**INSTRUCTIONS**
A - In the advice exchange, find the reply that follows the objection "but I don't want to be a teacher!" and list each point it makes.
B - According to the advice exchange, what unfailing tendency leads to internal conflict?

**TEXT EXCERPT**
##########

Oh dear, Jens, we really do need to try to help you through this (and it's OK, I know saying "just snap out of it" doesn't work).
an unfailing tendency to give up on everything I try my hand at. As you probably understand, this often leads to internal conflict.
You're judging yourself by the standards you have learnt for the experienced world. You don't need to - when you do things you are learning to express yourself, which is not the same. Allow yourself to acknowledge some value in what you do, however half-baked you also think it is, and you will start to notice that others do as well (some, at least - let's be realistic here!). More confidence will come in due course.
but I don't want to be a teacher! My mother is, and she hates everything about it to bits.
I know happy teachers, too! And unhappy ones, I admit - but that's to do with the way the UK government controls schools at present, rather than teaching itself. In any case, it's not about what your mother likes, but just you. And you're way too young to know what you will do in the end, anyway.

##########

Collected data:
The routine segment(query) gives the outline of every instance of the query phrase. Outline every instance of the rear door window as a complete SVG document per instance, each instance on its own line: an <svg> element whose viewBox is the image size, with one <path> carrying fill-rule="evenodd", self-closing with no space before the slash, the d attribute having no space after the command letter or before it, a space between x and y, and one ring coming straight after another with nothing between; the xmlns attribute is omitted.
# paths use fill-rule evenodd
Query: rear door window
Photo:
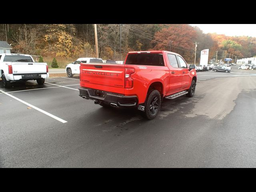
<svg viewBox="0 0 256 192"><path fill-rule="evenodd" d="M172 67L178 68L178 62L175 55L173 54L167 54L169 63Z"/></svg>
<svg viewBox="0 0 256 192"><path fill-rule="evenodd" d="M177 57L178 57L178 59L179 60L179 61L180 64L179 64L179 67L180 67L180 68L188 68L187 64L186 63L186 62L185 62L185 61L183 60L183 59L182 59L181 57L180 57L178 55L177 55Z"/></svg>
<svg viewBox="0 0 256 192"><path fill-rule="evenodd" d="M128 54L125 64L164 66L164 62L162 54L142 53Z"/></svg>

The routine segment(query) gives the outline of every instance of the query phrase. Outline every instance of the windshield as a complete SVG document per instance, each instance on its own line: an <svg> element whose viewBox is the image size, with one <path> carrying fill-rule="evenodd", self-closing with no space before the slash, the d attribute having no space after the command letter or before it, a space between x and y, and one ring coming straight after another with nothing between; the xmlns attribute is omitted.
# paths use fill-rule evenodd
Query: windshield
<svg viewBox="0 0 256 192"><path fill-rule="evenodd" d="M29 56L22 55L6 55L4 61L6 62L33 62Z"/></svg>

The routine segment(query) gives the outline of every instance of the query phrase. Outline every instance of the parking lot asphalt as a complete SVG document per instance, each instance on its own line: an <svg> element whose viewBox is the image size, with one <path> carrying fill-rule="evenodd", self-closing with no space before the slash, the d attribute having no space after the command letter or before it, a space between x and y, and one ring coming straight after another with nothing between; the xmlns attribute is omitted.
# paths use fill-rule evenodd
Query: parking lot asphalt
<svg viewBox="0 0 256 192"><path fill-rule="evenodd" d="M198 76L151 121L82 98L79 76L0 82L0 167L256 167L256 76Z"/></svg>

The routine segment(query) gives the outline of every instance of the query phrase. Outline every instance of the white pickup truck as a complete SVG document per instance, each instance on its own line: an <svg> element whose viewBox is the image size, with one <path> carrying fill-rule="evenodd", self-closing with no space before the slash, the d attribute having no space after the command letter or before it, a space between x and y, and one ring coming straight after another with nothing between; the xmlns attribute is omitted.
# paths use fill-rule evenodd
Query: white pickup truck
<svg viewBox="0 0 256 192"><path fill-rule="evenodd" d="M67 65L66 67L66 71L68 77L72 77L74 74L80 74L80 64L88 63L103 63L102 59L100 58L93 58L92 57L85 57L78 58L74 62L72 62Z"/></svg>
<svg viewBox="0 0 256 192"><path fill-rule="evenodd" d="M11 82L36 80L39 85L49 77L46 63L35 62L31 55L4 53L0 54L0 76L3 85L8 87Z"/></svg>

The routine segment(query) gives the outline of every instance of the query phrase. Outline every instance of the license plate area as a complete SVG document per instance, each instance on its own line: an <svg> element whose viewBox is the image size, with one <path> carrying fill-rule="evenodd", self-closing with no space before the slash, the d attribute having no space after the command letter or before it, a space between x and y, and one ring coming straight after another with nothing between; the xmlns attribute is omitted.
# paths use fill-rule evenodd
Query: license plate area
<svg viewBox="0 0 256 192"><path fill-rule="evenodd" d="M41 74L24 74L21 75L22 79L29 79L31 78L41 78Z"/></svg>

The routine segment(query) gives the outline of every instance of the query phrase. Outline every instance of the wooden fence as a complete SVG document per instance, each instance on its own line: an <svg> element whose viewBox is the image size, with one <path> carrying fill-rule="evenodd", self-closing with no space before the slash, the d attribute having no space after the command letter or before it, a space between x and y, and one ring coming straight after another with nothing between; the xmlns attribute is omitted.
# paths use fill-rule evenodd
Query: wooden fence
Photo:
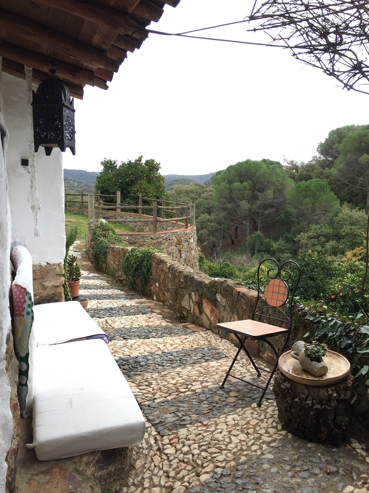
<svg viewBox="0 0 369 493"><path fill-rule="evenodd" d="M70 200L69 197L78 197L78 199ZM85 200L84 197L87 197L88 200ZM104 198L115 198L115 203L104 202ZM142 201L151 202L152 205L143 204ZM152 222L153 232L157 232L157 223L159 222L175 222L183 221L184 224L184 229L187 229L188 226L195 225L195 203L188 204L188 202L180 202L178 198L176 198L175 202L166 200L164 195L161 197L161 200L156 199L151 199L143 197L142 194L139 194L138 204L137 205L132 205L129 204L121 203L121 192L118 190L114 195L106 195L100 193L99 191L96 194L84 194L82 190L79 194L65 194L64 198L65 209L68 211L81 211L88 208L89 220L94 219L95 210L116 211L117 212L127 211L132 210L138 210L139 215L144 215L142 210L153 211L152 219L148 215L144 215L142 219L137 217L137 219L109 219L109 222L124 223L126 222ZM70 204L77 204L77 207L70 207ZM160 205L158 205L158 203ZM87 206L87 207L86 207ZM158 217L158 210L161 210L160 217ZM180 215L180 211L184 211L183 215ZM173 214L172 217L165 217L165 212ZM181 213L182 213L182 212ZM167 214L168 215L168 214Z"/></svg>

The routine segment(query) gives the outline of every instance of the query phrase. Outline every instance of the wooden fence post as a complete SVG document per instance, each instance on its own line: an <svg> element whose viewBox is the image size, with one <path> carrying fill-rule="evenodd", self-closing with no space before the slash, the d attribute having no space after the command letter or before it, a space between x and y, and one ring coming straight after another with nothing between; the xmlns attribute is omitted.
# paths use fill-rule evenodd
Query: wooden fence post
<svg viewBox="0 0 369 493"><path fill-rule="evenodd" d="M157 202L153 202L154 209L153 209L153 218L154 219L154 225L153 226L153 233L157 232Z"/></svg>
<svg viewBox="0 0 369 493"><path fill-rule="evenodd" d="M121 191L120 190L117 190L117 212L121 212L121 208L119 207L118 206L121 203Z"/></svg>
<svg viewBox="0 0 369 493"><path fill-rule="evenodd" d="M89 221L95 218L95 196L89 195Z"/></svg>
<svg viewBox="0 0 369 493"><path fill-rule="evenodd" d="M192 216L192 217L190 217L189 219L189 225L194 226L195 225L195 203L192 202L191 204L190 207L189 215Z"/></svg>
<svg viewBox="0 0 369 493"><path fill-rule="evenodd" d="M184 203L184 229L188 229L188 203Z"/></svg>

##########

**ANSWERS PROVIDED**
A -
- The replier knows happy teachers.
- The replier also knows unhappy ones.
- Teachers' unhappiness comes from how the UK government currently controls schools, not from teaching itself.
- The decision isn't about what the mother likes, only about Jens.
- Jens is far too young to know what the final career will be.

B - A tendency to give up on everything tried.